### DATA FOR ANALYSIS

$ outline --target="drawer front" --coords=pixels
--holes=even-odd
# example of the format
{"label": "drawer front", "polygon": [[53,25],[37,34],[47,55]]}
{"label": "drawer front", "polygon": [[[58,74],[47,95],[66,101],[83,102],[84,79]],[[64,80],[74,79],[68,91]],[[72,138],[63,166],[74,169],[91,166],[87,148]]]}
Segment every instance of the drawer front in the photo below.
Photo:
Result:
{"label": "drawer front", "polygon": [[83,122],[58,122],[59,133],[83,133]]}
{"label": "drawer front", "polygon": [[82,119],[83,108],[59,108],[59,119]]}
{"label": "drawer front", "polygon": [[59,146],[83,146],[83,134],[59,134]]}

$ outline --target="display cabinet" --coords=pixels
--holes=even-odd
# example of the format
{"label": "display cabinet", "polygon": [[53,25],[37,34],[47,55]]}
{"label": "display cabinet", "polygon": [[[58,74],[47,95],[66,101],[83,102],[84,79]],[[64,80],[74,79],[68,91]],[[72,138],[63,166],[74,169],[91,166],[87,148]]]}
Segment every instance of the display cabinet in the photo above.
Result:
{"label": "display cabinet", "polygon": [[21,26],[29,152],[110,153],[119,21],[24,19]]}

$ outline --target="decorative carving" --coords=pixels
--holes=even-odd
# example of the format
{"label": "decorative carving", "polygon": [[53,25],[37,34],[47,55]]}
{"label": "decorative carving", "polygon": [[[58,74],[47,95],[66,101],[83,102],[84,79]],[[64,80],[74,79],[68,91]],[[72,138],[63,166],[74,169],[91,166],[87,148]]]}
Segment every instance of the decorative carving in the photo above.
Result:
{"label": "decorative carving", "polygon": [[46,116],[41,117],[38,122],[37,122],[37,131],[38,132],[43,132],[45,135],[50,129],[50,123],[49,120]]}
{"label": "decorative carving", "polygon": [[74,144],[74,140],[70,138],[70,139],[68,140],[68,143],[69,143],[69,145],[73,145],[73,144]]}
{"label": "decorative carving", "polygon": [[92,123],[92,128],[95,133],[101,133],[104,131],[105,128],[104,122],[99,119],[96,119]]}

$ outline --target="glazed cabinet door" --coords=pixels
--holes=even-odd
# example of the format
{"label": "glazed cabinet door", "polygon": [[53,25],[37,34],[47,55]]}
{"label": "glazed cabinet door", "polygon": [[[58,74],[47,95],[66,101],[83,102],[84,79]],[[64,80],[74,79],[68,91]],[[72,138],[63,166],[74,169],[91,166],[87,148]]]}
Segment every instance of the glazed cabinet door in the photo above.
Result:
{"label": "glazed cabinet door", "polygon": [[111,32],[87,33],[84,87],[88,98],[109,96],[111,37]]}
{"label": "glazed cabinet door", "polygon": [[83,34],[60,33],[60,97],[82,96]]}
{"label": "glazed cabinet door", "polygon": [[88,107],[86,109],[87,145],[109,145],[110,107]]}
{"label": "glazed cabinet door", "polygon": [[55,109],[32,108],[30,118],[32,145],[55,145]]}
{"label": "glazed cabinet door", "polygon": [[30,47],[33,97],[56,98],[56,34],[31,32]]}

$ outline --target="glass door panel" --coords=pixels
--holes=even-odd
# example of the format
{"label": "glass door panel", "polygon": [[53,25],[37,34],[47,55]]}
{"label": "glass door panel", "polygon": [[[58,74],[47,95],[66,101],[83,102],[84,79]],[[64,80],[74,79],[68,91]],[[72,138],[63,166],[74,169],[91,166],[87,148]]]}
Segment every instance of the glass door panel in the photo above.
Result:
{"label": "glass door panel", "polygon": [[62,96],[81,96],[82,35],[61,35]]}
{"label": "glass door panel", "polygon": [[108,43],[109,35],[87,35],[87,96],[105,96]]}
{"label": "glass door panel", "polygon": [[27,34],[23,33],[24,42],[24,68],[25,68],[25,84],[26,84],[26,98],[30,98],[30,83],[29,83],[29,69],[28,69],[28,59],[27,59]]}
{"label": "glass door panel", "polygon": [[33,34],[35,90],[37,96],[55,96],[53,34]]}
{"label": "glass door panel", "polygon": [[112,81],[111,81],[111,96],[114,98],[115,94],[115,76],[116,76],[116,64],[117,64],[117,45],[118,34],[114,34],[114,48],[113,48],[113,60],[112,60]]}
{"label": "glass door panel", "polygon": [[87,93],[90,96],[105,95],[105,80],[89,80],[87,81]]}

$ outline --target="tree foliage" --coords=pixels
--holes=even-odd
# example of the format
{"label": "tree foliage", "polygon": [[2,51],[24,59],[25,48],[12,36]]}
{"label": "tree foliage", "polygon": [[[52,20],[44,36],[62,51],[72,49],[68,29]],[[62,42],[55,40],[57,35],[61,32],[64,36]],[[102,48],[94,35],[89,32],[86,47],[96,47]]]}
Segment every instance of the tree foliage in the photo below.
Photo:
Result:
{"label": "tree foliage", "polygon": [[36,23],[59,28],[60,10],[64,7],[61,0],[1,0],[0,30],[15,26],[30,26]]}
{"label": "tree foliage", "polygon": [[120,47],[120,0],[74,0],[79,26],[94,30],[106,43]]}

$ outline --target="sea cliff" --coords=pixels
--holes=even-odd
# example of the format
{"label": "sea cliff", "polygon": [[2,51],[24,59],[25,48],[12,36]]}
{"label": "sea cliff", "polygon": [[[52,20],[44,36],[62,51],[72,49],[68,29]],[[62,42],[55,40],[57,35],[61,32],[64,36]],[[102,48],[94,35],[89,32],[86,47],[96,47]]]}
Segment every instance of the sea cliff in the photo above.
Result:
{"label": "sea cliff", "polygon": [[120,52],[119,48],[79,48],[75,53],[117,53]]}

### TRY IT
Would you please reproduce all of the lines above exactly?

### OUTPUT FOR THIS EXERCISE
$ outline --target="drawer front" --coords=pixels
--holes=even-odd
# example of the format
{"label": "drawer front", "polygon": [[53,25],[37,34],[47,55]]}
{"label": "drawer front", "polygon": [[[58,74],[47,95],[66,101],[83,102],[84,79]],[[64,80],[74,79],[68,91]],[[72,138],[63,166],[74,169],[91,166],[87,148]]]}
Segment every instance of the drawer front in the photo below.
Photo:
Result:
{"label": "drawer front", "polygon": [[83,122],[58,122],[59,133],[83,133]]}
{"label": "drawer front", "polygon": [[82,119],[83,108],[59,108],[59,119]]}
{"label": "drawer front", "polygon": [[59,146],[83,146],[83,134],[59,134]]}

$ outline --target="display cabinet" --coords=pixels
--holes=even-odd
# example of the format
{"label": "display cabinet", "polygon": [[53,25],[37,34],[47,55]]}
{"label": "display cabinet", "polygon": [[[58,74],[47,95],[66,101],[83,102],[84,79]],[[64,80],[74,79],[68,91]],[[72,138],[63,166],[74,169],[91,166],[87,148]]]}
Segment every instance of the display cabinet in the photo above.
Result:
{"label": "display cabinet", "polygon": [[21,26],[29,152],[110,153],[119,21],[24,19]]}

$ outline --target="decorative carving" --coords=pixels
--holes=even-odd
# example of the format
{"label": "decorative carving", "polygon": [[53,25],[37,34],[47,55]]}
{"label": "decorative carving", "polygon": [[[58,74],[47,95],[66,101],[83,102],[84,79]],[[64,80],[74,79],[68,91]],[[72,138],[63,166],[74,169],[91,166],[87,148]]]}
Segment every instance of the decorative carving in the photo above.
Result:
{"label": "decorative carving", "polygon": [[46,116],[41,117],[38,122],[37,122],[37,131],[38,132],[43,132],[45,135],[50,129],[50,123],[49,120]]}
{"label": "decorative carving", "polygon": [[74,144],[74,140],[70,138],[70,139],[68,140],[68,143],[69,143],[69,145],[73,145],[73,144]]}
{"label": "decorative carving", "polygon": [[92,123],[92,128],[95,133],[101,133],[104,131],[105,128],[104,122],[99,119],[96,119]]}

$ outline --target="glazed cabinet door" --coords=pixels
--holes=even-odd
# example of the format
{"label": "glazed cabinet door", "polygon": [[53,25],[37,34],[47,55]]}
{"label": "glazed cabinet door", "polygon": [[[58,74],[47,95],[66,101],[83,102],[84,79]],[[64,80],[74,79],[68,91]],[[72,138],[63,166],[74,169],[91,166],[87,148]]]}
Segment every instance of the glazed cabinet door in the photo above.
Result:
{"label": "glazed cabinet door", "polygon": [[111,32],[87,33],[84,87],[88,98],[109,96],[111,37]]}
{"label": "glazed cabinet door", "polygon": [[83,34],[60,33],[60,97],[82,96]]}
{"label": "glazed cabinet door", "polygon": [[88,107],[86,109],[87,145],[109,145],[110,107]]}
{"label": "glazed cabinet door", "polygon": [[55,109],[32,108],[30,118],[32,145],[55,145]]}
{"label": "glazed cabinet door", "polygon": [[30,47],[33,97],[56,98],[56,34],[31,32]]}

$ outline --target="glass door panel" --coords=pixels
--holes=even-odd
# example of the format
{"label": "glass door panel", "polygon": [[53,25],[37,34],[47,55]]}
{"label": "glass door panel", "polygon": [[[58,74],[47,95],[66,101],[83,102],[84,79]],[[64,80],[74,79],[68,91]],[[72,138],[63,166],[74,169],[91,166],[87,148]]]}
Segment every instance of the glass door panel in the photo above.
Result:
{"label": "glass door panel", "polygon": [[62,96],[81,96],[82,35],[61,35]]}
{"label": "glass door panel", "polygon": [[108,43],[109,35],[87,35],[87,96],[105,96]]}
{"label": "glass door panel", "polygon": [[27,34],[23,33],[24,42],[24,68],[25,68],[25,84],[26,84],[26,98],[30,98],[30,83],[29,83],[29,69],[28,69],[28,59],[27,59]]}
{"label": "glass door panel", "polygon": [[33,34],[35,90],[37,96],[55,96],[53,34]]}
{"label": "glass door panel", "polygon": [[112,81],[111,81],[111,96],[114,98],[115,94],[115,76],[116,76],[116,64],[117,64],[117,45],[118,34],[114,34],[114,48],[113,48],[113,60],[112,60]]}
{"label": "glass door panel", "polygon": [[87,93],[90,96],[105,95],[105,80],[89,80],[87,81]]}

$ outline --target="tree foliage" --coords=pixels
--holes=even-odd
# example of the format
{"label": "tree foliage", "polygon": [[2,51],[24,59],[25,48],[12,36]]}
{"label": "tree foliage", "polygon": [[[52,20],[44,36],[62,51],[72,49],[68,29]],[[62,42],[55,40],[57,35],[61,32],[64,36]],[[102,48],[94,35],[89,32],[86,47],[96,47]]]}
Segment every instance of the tree foliage in the photo below.
Photo:
Result:
{"label": "tree foliage", "polygon": [[36,23],[59,28],[60,10],[64,7],[61,0],[1,0],[0,30],[15,26],[30,26]]}
{"label": "tree foliage", "polygon": [[120,47],[120,0],[74,0],[79,26],[94,30],[106,43]]}

$ outline --target="sea cliff" --coords=pixels
--holes=even-odd
# example of the format
{"label": "sea cliff", "polygon": [[2,51],[24,59],[25,48],[12,36]]}
{"label": "sea cliff", "polygon": [[[52,20],[44,36],[62,51],[72,49],[68,29]],[[62,42],[55,40],[57,35],[61,32],[64,36]],[[102,48],[94,35],[89,32],[86,47],[96,47]]]}
Segment every instance of the sea cliff in the photo above.
Result:
{"label": "sea cliff", "polygon": [[120,52],[119,48],[79,48],[75,53],[117,53]]}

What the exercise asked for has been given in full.